Show each line of the items below that contains the word "dense".

Entries from a pointing dataset:
________________
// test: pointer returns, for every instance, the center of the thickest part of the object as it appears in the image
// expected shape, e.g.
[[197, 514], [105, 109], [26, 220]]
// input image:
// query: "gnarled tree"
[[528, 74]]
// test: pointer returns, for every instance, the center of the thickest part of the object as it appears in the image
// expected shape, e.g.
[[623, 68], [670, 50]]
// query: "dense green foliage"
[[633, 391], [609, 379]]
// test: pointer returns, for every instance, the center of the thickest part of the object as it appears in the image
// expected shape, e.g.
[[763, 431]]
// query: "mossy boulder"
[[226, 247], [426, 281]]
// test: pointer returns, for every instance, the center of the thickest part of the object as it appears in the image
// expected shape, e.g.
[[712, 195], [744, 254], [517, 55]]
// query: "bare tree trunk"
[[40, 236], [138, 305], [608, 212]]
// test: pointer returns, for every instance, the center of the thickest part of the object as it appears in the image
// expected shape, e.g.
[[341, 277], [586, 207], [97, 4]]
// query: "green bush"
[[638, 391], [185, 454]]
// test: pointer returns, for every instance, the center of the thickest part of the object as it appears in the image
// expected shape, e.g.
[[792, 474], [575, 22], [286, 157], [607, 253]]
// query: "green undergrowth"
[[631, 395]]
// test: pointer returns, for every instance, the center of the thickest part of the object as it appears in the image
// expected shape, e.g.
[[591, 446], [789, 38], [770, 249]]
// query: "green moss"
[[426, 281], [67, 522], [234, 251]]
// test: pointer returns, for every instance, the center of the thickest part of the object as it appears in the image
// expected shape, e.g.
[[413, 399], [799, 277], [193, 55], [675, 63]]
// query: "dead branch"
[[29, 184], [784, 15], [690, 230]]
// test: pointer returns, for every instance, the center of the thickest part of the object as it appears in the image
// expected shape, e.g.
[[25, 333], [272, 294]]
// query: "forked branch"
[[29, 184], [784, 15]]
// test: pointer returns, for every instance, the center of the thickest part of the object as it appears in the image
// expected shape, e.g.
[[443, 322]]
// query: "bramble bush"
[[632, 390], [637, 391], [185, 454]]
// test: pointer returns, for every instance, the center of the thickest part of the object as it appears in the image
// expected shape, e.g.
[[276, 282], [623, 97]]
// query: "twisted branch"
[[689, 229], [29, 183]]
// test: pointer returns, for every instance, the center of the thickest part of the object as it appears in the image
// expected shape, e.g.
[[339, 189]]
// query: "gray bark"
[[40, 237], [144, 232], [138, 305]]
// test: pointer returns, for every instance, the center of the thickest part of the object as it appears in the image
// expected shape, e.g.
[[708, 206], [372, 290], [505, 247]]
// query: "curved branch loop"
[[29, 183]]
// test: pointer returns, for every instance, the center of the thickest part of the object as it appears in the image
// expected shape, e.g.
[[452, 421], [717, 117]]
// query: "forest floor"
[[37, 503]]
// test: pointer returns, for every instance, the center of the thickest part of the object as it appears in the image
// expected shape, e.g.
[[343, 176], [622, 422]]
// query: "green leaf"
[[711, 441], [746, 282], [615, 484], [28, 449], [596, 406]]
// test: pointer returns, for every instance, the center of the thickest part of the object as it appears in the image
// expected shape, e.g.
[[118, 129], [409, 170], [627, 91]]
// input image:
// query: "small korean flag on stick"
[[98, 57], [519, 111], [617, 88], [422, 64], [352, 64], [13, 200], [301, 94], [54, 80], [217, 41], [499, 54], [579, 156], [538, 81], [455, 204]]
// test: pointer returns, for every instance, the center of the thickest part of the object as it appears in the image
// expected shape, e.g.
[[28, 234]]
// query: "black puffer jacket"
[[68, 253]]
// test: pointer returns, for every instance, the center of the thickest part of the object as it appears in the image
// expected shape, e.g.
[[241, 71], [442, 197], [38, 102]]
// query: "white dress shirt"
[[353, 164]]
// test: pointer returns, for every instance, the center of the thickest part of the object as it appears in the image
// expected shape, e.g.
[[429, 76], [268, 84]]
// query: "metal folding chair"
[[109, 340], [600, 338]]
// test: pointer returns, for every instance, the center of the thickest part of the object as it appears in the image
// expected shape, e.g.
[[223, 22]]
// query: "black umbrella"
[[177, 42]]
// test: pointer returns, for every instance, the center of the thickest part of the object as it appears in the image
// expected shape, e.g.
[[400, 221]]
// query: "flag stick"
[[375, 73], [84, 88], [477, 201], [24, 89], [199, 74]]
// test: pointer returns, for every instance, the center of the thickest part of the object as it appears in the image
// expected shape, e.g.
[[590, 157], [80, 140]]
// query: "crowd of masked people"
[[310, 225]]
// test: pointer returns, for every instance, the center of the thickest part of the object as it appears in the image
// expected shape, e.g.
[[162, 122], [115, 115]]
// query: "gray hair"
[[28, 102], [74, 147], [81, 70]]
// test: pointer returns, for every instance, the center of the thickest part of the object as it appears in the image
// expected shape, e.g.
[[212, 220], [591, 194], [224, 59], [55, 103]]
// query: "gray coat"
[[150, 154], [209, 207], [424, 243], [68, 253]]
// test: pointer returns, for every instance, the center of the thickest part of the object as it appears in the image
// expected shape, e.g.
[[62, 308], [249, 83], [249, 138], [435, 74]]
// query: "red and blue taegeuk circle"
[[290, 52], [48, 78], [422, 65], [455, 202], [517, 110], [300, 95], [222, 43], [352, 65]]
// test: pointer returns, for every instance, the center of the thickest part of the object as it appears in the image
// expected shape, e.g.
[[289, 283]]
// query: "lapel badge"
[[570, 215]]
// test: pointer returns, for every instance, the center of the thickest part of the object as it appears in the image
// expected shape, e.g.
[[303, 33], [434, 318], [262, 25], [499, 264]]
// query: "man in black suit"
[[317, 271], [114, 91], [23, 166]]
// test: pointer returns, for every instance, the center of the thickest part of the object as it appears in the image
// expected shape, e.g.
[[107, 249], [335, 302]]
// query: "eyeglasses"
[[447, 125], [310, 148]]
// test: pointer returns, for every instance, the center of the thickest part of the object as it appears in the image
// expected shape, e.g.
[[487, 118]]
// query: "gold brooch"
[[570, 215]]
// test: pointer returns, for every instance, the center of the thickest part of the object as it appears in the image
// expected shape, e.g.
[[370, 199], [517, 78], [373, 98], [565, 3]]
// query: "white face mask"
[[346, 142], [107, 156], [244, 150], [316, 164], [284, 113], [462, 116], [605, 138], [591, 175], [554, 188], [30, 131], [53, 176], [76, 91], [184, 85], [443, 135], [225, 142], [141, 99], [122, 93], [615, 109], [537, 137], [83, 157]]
________________
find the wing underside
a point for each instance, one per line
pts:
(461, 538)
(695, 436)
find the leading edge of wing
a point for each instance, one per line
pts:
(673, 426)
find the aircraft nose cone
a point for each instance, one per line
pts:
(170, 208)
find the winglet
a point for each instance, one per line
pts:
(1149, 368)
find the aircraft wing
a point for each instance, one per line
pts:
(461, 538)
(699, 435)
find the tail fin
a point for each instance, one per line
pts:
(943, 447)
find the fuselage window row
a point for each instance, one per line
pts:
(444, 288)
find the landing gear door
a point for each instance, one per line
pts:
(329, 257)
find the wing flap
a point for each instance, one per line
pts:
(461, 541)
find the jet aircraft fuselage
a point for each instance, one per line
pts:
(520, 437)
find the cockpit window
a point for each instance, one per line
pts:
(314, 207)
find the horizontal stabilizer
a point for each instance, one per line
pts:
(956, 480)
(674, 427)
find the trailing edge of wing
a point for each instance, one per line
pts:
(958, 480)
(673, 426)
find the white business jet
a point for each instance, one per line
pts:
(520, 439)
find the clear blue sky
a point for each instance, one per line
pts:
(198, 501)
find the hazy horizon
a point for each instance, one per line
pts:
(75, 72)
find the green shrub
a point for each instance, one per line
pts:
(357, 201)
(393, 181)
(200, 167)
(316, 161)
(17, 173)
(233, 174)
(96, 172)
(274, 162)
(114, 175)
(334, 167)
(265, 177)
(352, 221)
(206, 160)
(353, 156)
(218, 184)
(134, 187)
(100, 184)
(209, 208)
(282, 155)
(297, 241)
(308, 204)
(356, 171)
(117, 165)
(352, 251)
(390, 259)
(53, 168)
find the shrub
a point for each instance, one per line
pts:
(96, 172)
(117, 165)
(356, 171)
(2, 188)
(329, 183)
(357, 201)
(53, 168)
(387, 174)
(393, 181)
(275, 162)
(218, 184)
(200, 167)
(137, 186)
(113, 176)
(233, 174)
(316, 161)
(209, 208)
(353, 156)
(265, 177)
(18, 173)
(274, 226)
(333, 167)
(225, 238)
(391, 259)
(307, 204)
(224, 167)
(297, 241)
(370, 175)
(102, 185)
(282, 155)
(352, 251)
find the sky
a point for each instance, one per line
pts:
________________
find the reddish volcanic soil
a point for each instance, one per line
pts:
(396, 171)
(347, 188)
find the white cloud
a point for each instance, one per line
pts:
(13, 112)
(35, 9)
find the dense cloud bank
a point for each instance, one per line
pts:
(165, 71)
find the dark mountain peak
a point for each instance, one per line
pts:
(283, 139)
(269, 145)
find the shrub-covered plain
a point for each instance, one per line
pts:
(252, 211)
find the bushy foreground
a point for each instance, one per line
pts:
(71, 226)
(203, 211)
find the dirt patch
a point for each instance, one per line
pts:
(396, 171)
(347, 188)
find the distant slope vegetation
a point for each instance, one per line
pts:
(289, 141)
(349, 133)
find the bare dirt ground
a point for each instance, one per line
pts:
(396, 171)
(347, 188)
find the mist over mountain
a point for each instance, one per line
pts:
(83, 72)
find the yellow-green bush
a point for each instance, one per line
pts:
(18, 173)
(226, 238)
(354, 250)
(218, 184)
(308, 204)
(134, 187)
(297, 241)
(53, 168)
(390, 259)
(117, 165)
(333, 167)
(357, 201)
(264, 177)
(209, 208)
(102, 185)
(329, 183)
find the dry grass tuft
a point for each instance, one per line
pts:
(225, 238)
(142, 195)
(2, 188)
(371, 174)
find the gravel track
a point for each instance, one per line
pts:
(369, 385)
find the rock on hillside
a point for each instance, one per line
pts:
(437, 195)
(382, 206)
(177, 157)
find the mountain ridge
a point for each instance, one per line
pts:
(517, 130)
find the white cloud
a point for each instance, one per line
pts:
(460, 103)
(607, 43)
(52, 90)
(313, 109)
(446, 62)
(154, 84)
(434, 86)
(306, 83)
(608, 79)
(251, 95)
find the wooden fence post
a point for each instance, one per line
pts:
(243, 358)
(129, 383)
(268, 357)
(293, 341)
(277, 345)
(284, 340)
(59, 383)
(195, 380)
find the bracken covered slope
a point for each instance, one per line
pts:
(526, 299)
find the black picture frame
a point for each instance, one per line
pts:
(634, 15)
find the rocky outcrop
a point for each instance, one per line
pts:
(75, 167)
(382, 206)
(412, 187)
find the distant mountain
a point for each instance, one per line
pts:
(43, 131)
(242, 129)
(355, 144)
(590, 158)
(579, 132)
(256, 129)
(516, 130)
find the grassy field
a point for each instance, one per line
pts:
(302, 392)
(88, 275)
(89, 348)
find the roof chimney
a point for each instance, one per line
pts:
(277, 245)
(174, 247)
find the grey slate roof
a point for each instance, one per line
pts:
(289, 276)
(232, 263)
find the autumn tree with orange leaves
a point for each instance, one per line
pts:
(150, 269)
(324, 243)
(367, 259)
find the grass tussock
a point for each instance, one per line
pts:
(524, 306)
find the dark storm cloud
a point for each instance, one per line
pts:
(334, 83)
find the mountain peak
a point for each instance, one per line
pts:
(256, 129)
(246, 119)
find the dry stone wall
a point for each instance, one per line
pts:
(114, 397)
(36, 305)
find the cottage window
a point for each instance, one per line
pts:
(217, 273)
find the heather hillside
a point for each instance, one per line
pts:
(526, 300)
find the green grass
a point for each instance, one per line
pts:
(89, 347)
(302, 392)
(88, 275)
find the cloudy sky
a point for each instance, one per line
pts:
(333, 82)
________________
ANSWER TO THIS TASK =>
// query: "dense green foliage"
find the dense cloud bank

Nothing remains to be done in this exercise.